◆ Описание задачи: Перепишите в точности всё, что стоит в записях ниже, начиная со строки, где есть «head in foreground.», и вниз до строки, где есть «[555,299,650,319]». Обе эти строки тоже включите.

◆ Выдержки из данных:
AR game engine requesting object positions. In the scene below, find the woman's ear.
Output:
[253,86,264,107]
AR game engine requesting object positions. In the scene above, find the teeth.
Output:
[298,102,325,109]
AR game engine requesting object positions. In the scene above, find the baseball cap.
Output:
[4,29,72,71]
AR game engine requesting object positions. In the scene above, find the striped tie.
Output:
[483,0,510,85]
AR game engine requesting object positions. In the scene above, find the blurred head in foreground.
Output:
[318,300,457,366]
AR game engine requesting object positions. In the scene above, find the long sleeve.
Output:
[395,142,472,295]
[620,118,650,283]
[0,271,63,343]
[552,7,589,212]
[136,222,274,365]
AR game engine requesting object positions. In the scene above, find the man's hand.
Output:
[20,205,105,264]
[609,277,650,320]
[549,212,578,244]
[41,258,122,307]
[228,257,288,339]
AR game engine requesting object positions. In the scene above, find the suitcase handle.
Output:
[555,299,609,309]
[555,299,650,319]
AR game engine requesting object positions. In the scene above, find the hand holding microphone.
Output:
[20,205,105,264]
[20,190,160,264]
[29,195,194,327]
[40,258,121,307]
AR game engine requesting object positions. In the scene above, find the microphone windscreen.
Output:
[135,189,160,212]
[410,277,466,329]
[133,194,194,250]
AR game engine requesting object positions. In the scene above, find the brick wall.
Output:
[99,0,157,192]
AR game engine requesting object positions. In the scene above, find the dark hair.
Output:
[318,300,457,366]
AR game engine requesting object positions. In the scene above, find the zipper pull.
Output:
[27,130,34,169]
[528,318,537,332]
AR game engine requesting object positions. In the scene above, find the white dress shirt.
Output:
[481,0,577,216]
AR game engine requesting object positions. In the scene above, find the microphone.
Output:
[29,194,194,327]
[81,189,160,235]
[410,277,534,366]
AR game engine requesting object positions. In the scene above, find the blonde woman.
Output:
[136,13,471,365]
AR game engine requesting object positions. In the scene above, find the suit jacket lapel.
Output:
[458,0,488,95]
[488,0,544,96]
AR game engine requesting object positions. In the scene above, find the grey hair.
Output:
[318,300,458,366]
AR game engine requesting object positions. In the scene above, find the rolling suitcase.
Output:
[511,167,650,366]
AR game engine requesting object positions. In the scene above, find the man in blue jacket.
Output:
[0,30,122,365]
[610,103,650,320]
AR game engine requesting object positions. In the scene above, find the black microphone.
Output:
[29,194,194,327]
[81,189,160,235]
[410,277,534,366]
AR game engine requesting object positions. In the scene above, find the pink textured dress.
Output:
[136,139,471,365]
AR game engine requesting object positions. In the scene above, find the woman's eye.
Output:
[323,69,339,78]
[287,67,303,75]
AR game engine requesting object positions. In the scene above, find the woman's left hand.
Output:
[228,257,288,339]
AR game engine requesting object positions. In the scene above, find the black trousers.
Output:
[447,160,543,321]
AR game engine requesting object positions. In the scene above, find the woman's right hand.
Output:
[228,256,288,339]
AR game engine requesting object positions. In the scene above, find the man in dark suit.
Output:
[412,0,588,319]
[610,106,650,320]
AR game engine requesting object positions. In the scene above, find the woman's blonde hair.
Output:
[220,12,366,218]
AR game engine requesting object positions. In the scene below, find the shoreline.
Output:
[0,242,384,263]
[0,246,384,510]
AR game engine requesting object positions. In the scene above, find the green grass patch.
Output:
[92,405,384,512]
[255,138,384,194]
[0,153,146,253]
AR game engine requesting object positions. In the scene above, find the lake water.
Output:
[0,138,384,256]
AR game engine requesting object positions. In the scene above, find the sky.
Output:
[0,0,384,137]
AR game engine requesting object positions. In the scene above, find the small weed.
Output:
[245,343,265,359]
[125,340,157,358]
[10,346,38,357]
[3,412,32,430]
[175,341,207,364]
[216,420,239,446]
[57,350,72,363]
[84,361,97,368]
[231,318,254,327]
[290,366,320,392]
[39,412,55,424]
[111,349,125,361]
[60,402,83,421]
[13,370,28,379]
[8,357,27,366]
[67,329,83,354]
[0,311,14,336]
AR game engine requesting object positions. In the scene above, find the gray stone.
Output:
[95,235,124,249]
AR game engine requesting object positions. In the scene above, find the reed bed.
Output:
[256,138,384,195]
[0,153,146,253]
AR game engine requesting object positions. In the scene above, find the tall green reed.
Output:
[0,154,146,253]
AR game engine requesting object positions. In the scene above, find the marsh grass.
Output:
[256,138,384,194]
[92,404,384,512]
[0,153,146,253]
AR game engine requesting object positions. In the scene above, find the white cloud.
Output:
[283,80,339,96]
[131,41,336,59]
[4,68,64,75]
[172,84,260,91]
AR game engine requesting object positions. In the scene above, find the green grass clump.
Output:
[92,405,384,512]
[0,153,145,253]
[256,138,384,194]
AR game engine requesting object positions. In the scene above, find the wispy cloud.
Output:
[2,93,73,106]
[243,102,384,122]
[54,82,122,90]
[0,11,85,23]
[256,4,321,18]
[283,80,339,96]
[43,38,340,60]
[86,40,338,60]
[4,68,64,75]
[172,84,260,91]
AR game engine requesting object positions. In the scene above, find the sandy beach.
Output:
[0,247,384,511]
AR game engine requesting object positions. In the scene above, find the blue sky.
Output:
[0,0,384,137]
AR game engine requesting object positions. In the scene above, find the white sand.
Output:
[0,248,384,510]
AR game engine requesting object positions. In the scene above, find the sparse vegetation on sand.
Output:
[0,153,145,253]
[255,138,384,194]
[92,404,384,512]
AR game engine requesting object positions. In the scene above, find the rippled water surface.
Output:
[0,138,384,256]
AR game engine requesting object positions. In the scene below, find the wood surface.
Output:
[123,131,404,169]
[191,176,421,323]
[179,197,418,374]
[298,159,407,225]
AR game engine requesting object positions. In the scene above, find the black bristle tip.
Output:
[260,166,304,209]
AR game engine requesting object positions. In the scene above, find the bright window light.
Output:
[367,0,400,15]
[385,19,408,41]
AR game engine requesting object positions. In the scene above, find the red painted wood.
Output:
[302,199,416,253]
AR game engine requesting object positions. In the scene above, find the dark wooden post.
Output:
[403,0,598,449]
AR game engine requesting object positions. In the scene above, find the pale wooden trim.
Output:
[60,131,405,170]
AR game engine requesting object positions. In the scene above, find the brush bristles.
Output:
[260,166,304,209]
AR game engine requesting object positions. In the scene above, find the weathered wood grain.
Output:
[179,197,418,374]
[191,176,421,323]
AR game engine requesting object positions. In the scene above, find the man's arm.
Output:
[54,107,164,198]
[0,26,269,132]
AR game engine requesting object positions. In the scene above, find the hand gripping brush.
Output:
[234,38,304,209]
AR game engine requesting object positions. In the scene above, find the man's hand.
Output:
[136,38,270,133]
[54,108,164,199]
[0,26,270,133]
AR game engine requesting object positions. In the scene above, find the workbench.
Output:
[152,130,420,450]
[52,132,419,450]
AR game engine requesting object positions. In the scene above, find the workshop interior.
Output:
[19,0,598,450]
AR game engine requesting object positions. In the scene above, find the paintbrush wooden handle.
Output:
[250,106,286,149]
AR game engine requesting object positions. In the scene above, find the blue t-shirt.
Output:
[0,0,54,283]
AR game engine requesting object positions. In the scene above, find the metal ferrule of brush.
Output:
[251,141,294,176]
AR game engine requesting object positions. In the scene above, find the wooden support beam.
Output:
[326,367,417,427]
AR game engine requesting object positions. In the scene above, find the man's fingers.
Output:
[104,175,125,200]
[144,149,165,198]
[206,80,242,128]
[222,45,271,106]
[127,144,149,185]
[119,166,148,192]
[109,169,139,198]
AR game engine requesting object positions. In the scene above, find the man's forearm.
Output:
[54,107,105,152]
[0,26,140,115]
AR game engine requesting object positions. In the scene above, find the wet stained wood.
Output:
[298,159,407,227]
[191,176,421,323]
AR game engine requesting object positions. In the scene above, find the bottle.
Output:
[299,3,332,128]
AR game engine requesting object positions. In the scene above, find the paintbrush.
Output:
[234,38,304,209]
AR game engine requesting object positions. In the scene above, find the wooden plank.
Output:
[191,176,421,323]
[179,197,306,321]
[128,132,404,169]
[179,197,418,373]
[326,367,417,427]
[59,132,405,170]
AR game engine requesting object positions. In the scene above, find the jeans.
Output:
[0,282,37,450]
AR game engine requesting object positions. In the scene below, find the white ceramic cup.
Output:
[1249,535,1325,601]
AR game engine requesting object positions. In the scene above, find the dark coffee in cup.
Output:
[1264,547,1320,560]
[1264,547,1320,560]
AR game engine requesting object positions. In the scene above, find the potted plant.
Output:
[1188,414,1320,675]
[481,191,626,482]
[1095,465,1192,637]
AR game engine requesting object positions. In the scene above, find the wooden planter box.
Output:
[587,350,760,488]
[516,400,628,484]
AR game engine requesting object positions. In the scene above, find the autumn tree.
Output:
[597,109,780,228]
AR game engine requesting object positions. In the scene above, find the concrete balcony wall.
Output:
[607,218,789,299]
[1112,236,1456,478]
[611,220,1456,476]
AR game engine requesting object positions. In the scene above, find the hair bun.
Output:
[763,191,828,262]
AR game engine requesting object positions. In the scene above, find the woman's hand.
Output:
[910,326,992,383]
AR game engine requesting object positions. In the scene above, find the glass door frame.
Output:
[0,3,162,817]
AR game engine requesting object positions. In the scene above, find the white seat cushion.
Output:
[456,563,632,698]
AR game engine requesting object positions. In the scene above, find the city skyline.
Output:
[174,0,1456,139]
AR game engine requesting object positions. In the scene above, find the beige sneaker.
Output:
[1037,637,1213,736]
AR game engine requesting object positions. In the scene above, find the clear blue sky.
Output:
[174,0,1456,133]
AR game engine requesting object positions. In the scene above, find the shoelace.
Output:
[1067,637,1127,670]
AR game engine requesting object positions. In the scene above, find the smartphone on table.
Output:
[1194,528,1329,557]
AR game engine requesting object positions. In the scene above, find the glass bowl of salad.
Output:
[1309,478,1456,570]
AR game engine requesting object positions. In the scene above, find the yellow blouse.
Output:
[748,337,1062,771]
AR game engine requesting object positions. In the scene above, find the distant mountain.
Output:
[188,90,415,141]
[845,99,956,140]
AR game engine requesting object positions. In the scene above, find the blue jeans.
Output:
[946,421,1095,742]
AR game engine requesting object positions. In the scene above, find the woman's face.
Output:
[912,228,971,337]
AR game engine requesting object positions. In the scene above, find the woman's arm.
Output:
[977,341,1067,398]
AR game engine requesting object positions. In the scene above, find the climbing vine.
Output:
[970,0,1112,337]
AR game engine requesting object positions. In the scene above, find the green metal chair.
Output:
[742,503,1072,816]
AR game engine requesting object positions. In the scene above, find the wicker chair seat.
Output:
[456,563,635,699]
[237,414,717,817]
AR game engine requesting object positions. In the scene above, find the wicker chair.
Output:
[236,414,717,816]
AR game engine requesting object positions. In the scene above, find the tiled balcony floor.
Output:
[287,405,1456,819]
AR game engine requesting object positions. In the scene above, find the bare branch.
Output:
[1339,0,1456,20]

◆ Решённая задача:
AR game engine requesting object positions. In the scene above, find the blurred head in foreground.
Output:
[318,300,457,366]
AR game engine requesting object positions. In the scene above, find the long sleeve.
Output:
[395,142,472,295]
[620,118,650,283]
[0,271,63,343]
[552,7,589,212]
[136,222,274,365]
AR game engine requesting object positions. In the scene above, find the man's hand.
Output:
[20,205,105,264]
[609,277,650,320]
[549,212,578,244]
[41,258,122,307]
[228,257,288,339]
AR game engine requesting object positions. In the scene above, find the suitcase handle.
Output:
[555,299,609,309]
[555,299,650,319]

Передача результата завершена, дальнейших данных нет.